SET OF TASKS:
**a.** According to the news release on Dr. E. Richard Stiehm's award, during which years did he serve as chief of the division of pediatric allergy, immunology and rheumatology at UCLA?
**b.** Repeat word for word the passage of the news release on Dr. Stiehm's award from "The ASM’s Scientific" up to and including "infants and children.".

TEXT BLOCK:
============================================================

News Release

UCLA pediatrician honored with prestigious achievement award

Grant and Award Announcement

University of California - Los Angeles

Dr. E. Richard Stiehm, professor of pediatrics in the division of allergy, immunology and rheumatology at Mattel Children’s Hospital at UCLA, was presented with the 2007 Abbott Laboratories Award in Clinical and Diagnostic Immunology at the annual meeting of the American Society for Microbiology (ASM) in Toronto on May 22.

The ASM’s Scientific Achievement Awards are given annually in recognition of outstanding accomplishments in fundamental and developmental immunologic research relevant to the care of patients with immunologic disorders. The Abbot Laboratories award honors Stiehm for his more than three decades of work as a preeminent leader in the field of pediatric immunology.

Stiehm’s impact has been wide in the diagnostic immunology laboratory and in the research and treatment of primary and secondary immune deficiency disorders in infants and children.

His extensive research has included the description of neonatal immune defects, bone marrow and cord-blood transplants in cellular immunodeficiencies, and the uses of immune globulin in the prevention and treatment of infections. Stiehm’s most important contributions to understanding the functioning of the immune system and human disease include the identification of white blood cell phagocyte defects in premature infants, the demonstration of profound T-cell defects in children with the malnutrition conditions known as kwashiorkor and marasmus, and transmission of HIV infection through breast milk.

In the early days following the initial discovery of AIDS, Stiehm was a leader in the recognition of AIDS in children and in efforts to prevent the transmission of HIV from infected mothers to fetuses. He also played an instrumental role in the Elizabeth Glaser Pediatric AIDS Foundation and the Pediatric AIDS Clinical Trials Group, which support quality research for children with HIV infection.

Stiehm served as chief of the division of pediatric allergy, immunology and rheumatology at UCLA from 1969 to 2003. He received his bachelor’s and M.D. degrees from the University of Wisconsin, Madison, and completed his residency in pediatrics at Babies Hospital at Columbia-Presbyterian Medical Center in New York. He completed fellowships in physiological chemistry at the University of Wisconsin and in medicine and pediatrics at the University of California Medical Center, San Francisco.

============================================================

DATASET RECORDS:

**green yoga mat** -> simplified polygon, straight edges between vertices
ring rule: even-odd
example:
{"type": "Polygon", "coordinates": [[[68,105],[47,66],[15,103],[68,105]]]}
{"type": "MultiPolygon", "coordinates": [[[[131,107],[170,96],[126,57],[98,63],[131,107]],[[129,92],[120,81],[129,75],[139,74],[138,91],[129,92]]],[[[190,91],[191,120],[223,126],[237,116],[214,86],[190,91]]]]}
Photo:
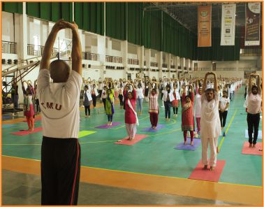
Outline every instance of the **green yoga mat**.
{"type": "Polygon", "coordinates": [[[90,134],[96,133],[96,132],[97,131],[80,131],[78,137],[82,138],[82,137],[84,137],[85,136],[88,136],[88,135],[90,135],[90,134]]]}

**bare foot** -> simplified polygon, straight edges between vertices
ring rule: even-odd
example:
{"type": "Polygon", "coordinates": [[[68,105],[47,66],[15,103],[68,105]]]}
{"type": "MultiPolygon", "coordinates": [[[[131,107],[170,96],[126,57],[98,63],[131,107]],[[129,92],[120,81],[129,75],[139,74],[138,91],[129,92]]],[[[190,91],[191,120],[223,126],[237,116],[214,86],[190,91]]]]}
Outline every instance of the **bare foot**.
{"type": "Polygon", "coordinates": [[[203,166],[203,169],[207,170],[207,165],[205,164],[205,166],[203,166]]]}

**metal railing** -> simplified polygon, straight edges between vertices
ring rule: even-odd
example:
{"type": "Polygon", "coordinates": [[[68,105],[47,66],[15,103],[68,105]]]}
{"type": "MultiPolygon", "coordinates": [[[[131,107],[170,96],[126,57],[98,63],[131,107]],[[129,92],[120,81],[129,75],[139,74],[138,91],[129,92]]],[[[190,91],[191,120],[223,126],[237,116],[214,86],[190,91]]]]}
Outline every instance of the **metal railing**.
{"type": "Polygon", "coordinates": [[[244,48],[241,50],[240,56],[261,56],[261,48],[244,48]]]}
{"type": "Polygon", "coordinates": [[[134,65],[139,65],[139,60],[136,59],[127,59],[127,64],[134,64],[134,65]]]}
{"type": "MultiPolygon", "coordinates": [[[[27,45],[27,55],[32,56],[41,56],[43,54],[44,46],[27,45]]],[[[58,52],[58,48],[54,48],[52,49],[52,54],[58,52]]]]}
{"type": "Polygon", "coordinates": [[[108,62],[123,63],[123,58],[120,57],[105,55],[105,61],[108,62]]]}
{"type": "Polygon", "coordinates": [[[17,43],[2,41],[2,52],[17,54],[17,43]]]}
{"type": "Polygon", "coordinates": [[[99,55],[96,54],[96,53],[82,52],[82,59],[88,59],[88,60],[93,60],[93,61],[98,61],[99,60],[99,55]]]}

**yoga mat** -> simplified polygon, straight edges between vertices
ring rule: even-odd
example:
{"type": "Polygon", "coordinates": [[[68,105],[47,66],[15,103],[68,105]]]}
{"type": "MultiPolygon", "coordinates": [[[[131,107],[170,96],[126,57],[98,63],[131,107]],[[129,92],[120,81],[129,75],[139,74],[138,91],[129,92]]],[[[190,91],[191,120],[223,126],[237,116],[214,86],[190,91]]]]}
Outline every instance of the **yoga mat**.
{"type": "Polygon", "coordinates": [[[37,128],[35,128],[33,131],[24,130],[24,131],[17,131],[17,132],[11,133],[11,134],[18,135],[18,136],[24,136],[24,135],[28,135],[29,134],[34,134],[34,133],[36,133],[36,132],[38,132],[38,131],[42,131],[42,127],[37,127],[37,128]]]}
{"type": "MultiPolygon", "coordinates": [[[[249,131],[247,129],[245,130],[244,131],[244,136],[247,138],[249,138],[249,131]]],[[[252,137],[254,137],[254,134],[252,134],[252,137]]],[[[261,138],[262,139],[262,131],[258,130],[258,138],[261,138]]]]}
{"type": "Polygon", "coordinates": [[[3,124],[2,128],[8,128],[8,127],[14,127],[14,124],[3,124]]]}
{"type": "Polygon", "coordinates": [[[243,145],[243,148],[242,153],[244,155],[263,155],[262,150],[262,143],[257,143],[256,144],[256,148],[249,148],[249,143],[247,141],[245,141],[243,145]]]}
{"type": "Polygon", "coordinates": [[[132,139],[131,141],[128,140],[129,137],[126,137],[121,140],[120,141],[117,141],[115,143],[115,144],[117,145],[133,145],[135,144],[136,143],[139,142],[140,140],[143,139],[144,138],[146,138],[147,136],[149,136],[147,135],[144,134],[136,134],[135,138],[132,139]]]}
{"type": "Polygon", "coordinates": [[[104,125],[96,127],[96,128],[97,128],[97,129],[108,129],[108,128],[112,128],[112,127],[114,127],[115,126],[119,125],[121,124],[122,124],[122,122],[112,122],[112,126],[108,126],[108,124],[104,124],[104,125]]]}
{"type": "Polygon", "coordinates": [[[190,177],[189,177],[189,179],[218,182],[220,179],[225,164],[225,160],[217,160],[217,166],[214,168],[214,171],[211,171],[209,169],[210,166],[208,166],[207,170],[203,169],[204,165],[202,164],[202,160],[200,160],[199,163],[191,173],[190,177]]]}
{"type": "MultiPolygon", "coordinates": [[[[34,118],[34,122],[41,121],[41,117],[37,117],[34,118]]],[[[27,122],[27,120],[24,120],[23,122],[27,122]]]]}
{"type": "Polygon", "coordinates": [[[78,137],[82,138],[82,137],[84,137],[85,136],[88,136],[88,135],[90,135],[90,134],[96,133],[96,132],[97,131],[80,131],[79,134],[78,134],[78,137]]]}
{"type": "Polygon", "coordinates": [[[199,146],[200,143],[200,138],[193,138],[193,145],[191,145],[191,138],[187,138],[187,144],[184,145],[184,143],[181,143],[180,144],[176,145],[174,148],[176,150],[193,150],[194,151],[199,146]]]}
{"type": "Polygon", "coordinates": [[[158,130],[163,128],[165,127],[165,125],[163,124],[158,124],[158,126],[156,126],[156,129],[154,129],[151,127],[149,128],[145,128],[144,129],[142,130],[140,130],[141,131],[150,131],[150,132],[156,132],[158,130]]]}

============================================================

ANSWERS BY ITEM:
**a.** From 1969 to 2003.

**b.**
The ASM’s Scientific Achievement Awards are given annually in recognition of outstanding accomplishments in fundamental and developmental immunologic research relevant to the care of patients with immunologic disorders. The Abbot Laboratories award honors Stiehm for his more than three decades of work as a preeminent leader in the field of pediatric immunology.

Stiehm’s impact has been wide in the diagnostic immunology laboratory and in the research and treatment of primary and secondary immune deficiency disorders in infants and children.